### Text extract

*-*-*

[
https://issues.apache.org/jira/browse/YUNIKORN-2268?page=com.atlassian.jira.plugin.system.issuetabpanels:all-tabpanel
]
Peter Bacsko updated YUNIKORN-2268:
-----------------------------------
Target Version: 1.9.0 (was: 1.8.0)
> property key should be treated as case-sensitive
> ------------------------------------------------
>
> Key: YUNIKORN-2268
> URL: https://issues.apache.org/jira/browse/YUNIKORN-2268
> Project: Apache YuniKorn
> Issue Type: Improvement
> Reporter: Chia-Ping Tsai
> Assignee: Dong-Lin Hsieh
> Priority: Major
>
> *Summary:*
> # document the rules (site)
> # add check for property key (core)
> # add release entry (release)
>
> *Discussion*
>
> *Chia-Ping*
> {quote}
> dear all,there are 2 questions (or ideas) about configs' properties
> 1. should we validate the property (key)? it can produce fast-fail but the
> behavior get changed.

*-*-*

### Required task a
In the rows, starting at the line with "Where can you find the glass" and ending at the last row, swap "teal mug" for "green mug". Write out only those lines again with nothing else changed.

### Data for this task

*-*-*

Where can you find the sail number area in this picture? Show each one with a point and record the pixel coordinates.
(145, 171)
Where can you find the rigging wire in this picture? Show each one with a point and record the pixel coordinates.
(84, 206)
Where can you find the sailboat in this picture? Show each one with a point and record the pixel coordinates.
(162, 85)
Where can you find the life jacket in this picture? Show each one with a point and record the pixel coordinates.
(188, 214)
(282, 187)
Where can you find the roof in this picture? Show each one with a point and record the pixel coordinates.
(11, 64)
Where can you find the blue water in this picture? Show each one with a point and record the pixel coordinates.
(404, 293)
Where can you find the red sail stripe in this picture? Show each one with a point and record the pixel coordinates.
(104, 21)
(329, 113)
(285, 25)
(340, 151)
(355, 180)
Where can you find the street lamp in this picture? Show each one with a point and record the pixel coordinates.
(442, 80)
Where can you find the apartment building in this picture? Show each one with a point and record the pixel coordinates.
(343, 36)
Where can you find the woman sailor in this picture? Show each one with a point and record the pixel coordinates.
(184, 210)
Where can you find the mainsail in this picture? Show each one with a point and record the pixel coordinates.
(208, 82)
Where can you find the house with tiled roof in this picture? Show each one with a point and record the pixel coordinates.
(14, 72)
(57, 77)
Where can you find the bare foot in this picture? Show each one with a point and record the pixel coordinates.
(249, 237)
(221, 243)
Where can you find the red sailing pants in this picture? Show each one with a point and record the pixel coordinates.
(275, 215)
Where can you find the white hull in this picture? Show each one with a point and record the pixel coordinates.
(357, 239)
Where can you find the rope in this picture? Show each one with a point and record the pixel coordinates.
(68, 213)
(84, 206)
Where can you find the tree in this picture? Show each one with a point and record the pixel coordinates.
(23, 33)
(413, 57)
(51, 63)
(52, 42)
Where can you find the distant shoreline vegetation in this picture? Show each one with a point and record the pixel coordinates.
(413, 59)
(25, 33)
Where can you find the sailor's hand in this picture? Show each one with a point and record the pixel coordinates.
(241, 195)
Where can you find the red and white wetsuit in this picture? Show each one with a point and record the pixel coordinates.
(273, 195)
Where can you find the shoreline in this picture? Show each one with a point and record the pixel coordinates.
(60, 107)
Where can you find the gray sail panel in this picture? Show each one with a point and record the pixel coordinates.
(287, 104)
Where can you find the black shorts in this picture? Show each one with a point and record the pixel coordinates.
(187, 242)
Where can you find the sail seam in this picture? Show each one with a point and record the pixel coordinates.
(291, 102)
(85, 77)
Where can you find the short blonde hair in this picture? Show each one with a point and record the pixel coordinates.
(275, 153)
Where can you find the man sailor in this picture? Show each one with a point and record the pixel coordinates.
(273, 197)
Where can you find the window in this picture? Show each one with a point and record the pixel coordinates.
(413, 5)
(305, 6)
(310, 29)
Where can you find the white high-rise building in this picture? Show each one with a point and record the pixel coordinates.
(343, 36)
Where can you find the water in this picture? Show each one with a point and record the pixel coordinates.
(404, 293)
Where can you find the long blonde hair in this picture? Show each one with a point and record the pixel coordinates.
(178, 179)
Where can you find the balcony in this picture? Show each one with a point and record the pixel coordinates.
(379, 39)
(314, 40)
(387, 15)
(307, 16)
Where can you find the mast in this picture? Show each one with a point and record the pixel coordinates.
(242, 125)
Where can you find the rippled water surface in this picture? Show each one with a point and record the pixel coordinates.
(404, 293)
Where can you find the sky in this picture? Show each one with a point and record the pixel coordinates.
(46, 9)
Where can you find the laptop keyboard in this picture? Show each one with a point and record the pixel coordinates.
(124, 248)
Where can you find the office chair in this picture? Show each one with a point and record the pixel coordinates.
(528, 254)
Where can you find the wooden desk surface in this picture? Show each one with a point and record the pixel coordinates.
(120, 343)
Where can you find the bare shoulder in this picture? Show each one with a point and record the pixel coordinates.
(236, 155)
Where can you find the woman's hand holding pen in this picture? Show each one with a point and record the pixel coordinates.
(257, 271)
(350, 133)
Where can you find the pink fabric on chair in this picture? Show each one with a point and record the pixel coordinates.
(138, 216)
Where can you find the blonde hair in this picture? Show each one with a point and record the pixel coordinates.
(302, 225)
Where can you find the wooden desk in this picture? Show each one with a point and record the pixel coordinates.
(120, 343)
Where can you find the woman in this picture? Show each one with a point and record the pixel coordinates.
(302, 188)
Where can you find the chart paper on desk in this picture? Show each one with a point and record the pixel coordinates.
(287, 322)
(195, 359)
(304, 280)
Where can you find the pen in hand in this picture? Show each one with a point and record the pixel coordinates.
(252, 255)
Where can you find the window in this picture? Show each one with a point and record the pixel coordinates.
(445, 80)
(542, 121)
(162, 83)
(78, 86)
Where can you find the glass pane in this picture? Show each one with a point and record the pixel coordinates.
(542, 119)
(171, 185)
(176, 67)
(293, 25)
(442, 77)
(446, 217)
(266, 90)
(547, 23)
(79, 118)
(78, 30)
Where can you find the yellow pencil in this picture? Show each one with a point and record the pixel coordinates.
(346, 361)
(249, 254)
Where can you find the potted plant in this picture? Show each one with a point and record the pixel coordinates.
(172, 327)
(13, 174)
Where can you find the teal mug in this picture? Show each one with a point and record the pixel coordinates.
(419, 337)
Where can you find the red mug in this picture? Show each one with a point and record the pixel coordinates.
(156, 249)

*-*-*

### Required task b
Pick up the issue notice about case-sensitive property keys from its last line and carry it forward.

### Expected output a
Where can you find the glass pane in this picture? Show each one with a point and record the pixel coordinates.
(542, 119)
(171, 185)
(176, 67)
(293, 25)
(442, 77)
(446, 217)
(266, 90)
(547, 23)
(79, 118)
(78, 30)
Where can you find the yellow pencil in this picture? Show each one with a point and record the pixel coordinates.
(346, 361)
(249, 254)
Where can you find the potted plant in this picture? Show each one with a point and record the pixel coordinates.
(172, 327)
(13, 174)
Where can you find the green mug in this picture? Show each one with a point and record the pixel coordinates.
(419, 337)
Where can you find the red mug in this picture? Show each one with a point and record the pixel coordinates.
(156, 249)

### Expected output b
> 2. should property value be case insensitive? it seems only value of
> {{application.sort.policy}} is case sensitive
> thanks, and please feel free to correct me :)
> {quote}
> *Craig*
> {quote}
> We explicitly do not validate properties because they are meant to be
> extensible. For example, there are numerous logging settings for both the
> shim and core, and neither side knows which are allowed y the other. This
> goes for all properties, not just those for logging. We configure the
> admission controller, shim, and core from the same configuration, so we don’t
> want to reject unknown properties.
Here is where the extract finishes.